▶ **Your objective**
Every line from the line containing "For each instance of the grassy" through the final line below is to be repeated exactly; no other line is.
(Beginning of Provided records)
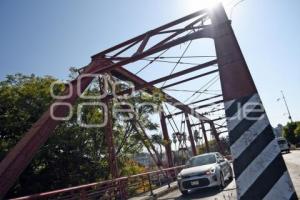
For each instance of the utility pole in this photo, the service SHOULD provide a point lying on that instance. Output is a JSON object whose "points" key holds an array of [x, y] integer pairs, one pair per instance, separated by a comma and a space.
{"points": [[287, 108]]}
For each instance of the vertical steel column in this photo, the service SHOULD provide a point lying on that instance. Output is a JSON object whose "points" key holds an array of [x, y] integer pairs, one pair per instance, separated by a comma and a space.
{"points": [[216, 135], [113, 166], [189, 127], [260, 170], [167, 141], [205, 136]]}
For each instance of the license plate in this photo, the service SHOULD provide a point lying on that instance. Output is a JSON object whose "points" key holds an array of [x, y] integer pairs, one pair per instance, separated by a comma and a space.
{"points": [[193, 183]]}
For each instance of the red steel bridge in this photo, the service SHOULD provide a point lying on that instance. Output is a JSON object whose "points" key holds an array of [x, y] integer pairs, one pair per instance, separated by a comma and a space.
{"points": [[259, 168]]}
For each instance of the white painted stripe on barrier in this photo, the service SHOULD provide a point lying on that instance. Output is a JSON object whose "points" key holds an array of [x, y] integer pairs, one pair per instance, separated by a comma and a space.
{"points": [[283, 189], [227, 104], [256, 167], [243, 112], [249, 136]]}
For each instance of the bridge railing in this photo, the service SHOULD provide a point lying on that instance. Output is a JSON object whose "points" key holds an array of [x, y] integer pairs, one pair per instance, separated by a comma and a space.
{"points": [[120, 188]]}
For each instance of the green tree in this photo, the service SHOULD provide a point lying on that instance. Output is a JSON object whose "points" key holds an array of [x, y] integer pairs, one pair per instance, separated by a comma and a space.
{"points": [[73, 155], [291, 132]]}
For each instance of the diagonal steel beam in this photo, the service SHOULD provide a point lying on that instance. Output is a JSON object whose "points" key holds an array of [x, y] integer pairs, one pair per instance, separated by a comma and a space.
{"points": [[125, 74]]}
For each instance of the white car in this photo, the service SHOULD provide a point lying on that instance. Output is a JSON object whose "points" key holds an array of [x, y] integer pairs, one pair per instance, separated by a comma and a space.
{"points": [[206, 170], [283, 144]]}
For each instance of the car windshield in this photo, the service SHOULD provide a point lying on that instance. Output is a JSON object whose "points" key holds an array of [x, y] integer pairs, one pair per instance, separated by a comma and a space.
{"points": [[201, 160]]}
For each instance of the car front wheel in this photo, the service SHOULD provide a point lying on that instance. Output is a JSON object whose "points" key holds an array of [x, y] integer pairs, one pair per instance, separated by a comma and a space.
{"points": [[222, 181]]}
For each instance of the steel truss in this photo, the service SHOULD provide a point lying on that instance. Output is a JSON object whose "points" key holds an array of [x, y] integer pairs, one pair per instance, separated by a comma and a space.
{"points": [[201, 24]]}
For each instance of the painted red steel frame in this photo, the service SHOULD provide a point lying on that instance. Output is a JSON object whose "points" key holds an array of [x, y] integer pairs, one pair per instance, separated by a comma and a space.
{"points": [[20, 156]]}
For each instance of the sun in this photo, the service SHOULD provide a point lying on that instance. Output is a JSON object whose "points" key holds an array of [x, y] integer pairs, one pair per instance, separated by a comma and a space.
{"points": [[195, 5]]}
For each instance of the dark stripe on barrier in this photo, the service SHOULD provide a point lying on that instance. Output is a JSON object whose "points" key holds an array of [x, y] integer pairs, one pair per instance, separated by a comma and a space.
{"points": [[238, 103], [264, 183], [244, 124], [253, 150], [294, 196]]}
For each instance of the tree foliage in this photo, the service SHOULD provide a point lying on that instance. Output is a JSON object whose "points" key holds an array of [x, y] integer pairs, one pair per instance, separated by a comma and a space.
{"points": [[73, 155], [292, 132]]}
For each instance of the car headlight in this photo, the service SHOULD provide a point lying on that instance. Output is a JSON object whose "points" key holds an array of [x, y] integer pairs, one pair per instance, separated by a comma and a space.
{"points": [[211, 171], [179, 176]]}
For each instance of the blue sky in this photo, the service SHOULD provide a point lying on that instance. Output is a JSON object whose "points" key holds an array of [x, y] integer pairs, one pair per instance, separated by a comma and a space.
{"points": [[48, 37]]}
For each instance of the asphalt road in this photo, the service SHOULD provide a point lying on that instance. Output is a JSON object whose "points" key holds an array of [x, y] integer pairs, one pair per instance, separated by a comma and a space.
{"points": [[229, 193]]}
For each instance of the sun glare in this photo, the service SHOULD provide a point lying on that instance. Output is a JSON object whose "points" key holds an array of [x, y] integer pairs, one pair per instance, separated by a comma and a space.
{"points": [[195, 5]]}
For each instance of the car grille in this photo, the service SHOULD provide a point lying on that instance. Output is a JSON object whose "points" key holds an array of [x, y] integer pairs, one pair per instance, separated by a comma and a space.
{"points": [[194, 174], [202, 183]]}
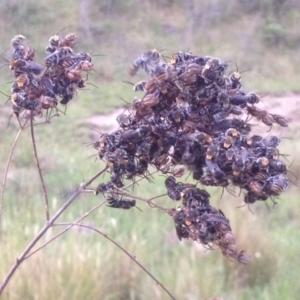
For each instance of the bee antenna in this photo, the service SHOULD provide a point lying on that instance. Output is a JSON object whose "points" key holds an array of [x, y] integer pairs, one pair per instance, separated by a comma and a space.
{"points": [[5, 94], [125, 101], [128, 82], [9, 119], [62, 30], [93, 85], [236, 66], [138, 208], [293, 181], [5, 59]]}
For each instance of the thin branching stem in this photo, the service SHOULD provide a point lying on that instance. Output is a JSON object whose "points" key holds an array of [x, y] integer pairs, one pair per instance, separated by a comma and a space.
{"points": [[43, 230], [7, 167], [39, 168], [66, 229], [149, 201], [122, 249]]}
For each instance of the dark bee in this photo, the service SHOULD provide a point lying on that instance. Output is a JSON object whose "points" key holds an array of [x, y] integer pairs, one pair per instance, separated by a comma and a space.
{"points": [[68, 41], [277, 167], [148, 61], [104, 188], [280, 120], [256, 187], [53, 44], [57, 56], [212, 151], [275, 185], [180, 226], [214, 169], [271, 141], [173, 190], [116, 202]]}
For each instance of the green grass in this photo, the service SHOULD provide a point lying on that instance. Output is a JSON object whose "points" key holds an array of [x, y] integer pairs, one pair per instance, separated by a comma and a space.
{"points": [[84, 265]]}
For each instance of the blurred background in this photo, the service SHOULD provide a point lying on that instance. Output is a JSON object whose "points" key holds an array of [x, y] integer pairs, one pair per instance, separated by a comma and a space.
{"points": [[259, 37]]}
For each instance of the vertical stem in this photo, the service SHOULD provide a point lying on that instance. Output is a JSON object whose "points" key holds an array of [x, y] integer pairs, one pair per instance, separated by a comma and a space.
{"points": [[6, 170], [39, 168], [31, 244]]}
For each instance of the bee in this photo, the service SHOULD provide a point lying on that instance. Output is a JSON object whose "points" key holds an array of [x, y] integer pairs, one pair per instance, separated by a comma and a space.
{"points": [[214, 169], [280, 120], [240, 162], [261, 114], [190, 74], [116, 202], [180, 57], [16, 110], [48, 102], [173, 189], [116, 176], [68, 93], [105, 188], [275, 185], [141, 166], [223, 99], [140, 86], [261, 176], [234, 80], [271, 141], [53, 44], [68, 41], [125, 120], [194, 197], [209, 180], [18, 49], [178, 172], [180, 226], [212, 151], [57, 56], [256, 187], [227, 141], [276, 167], [148, 61]]}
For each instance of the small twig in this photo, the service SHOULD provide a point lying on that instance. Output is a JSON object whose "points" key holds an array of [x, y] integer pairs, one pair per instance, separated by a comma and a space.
{"points": [[39, 168], [7, 167], [134, 182], [121, 248], [144, 199], [43, 230], [65, 230]]}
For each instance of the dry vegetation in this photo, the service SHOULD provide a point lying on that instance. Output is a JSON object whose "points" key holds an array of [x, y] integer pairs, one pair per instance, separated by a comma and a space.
{"points": [[262, 37]]}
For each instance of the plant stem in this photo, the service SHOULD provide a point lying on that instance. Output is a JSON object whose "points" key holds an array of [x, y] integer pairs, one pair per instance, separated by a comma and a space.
{"points": [[121, 248], [65, 230], [6, 169], [39, 168], [48, 224]]}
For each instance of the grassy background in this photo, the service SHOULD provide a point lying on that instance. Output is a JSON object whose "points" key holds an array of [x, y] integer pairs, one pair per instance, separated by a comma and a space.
{"points": [[261, 36]]}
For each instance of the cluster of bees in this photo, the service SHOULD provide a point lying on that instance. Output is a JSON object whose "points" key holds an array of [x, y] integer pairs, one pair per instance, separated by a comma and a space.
{"points": [[193, 118], [201, 222], [37, 87]]}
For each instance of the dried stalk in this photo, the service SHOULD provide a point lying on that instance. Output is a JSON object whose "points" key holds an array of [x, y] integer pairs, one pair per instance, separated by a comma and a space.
(End of Provided records)
▶ **Result of this exercise**
For each instance of the grassy background in this photo, the service SHOULD provide a point lying on that instance. Output is a JSON object whose "points" key holds an array of [x, y] integer pairs, one pair per instance, separated by a comma and a space.
{"points": [[261, 36]]}
For each instance of the cluster of bees in this photo, the service SHOULD provide a point lying on that instance. Output is a JSON object whose "points" key holds an array of [x, y] integer pairs, one pair per instance, separated by a comma and a space.
{"points": [[193, 118], [201, 222], [37, 87]]}
For each instance of the dried stalk in this photo, the service SHOULD provide a point lying on that instance. Output is a JSON object whose "points" key holds an array of [x, y] integer pairs, one pair per instance, separated by a comma and a space.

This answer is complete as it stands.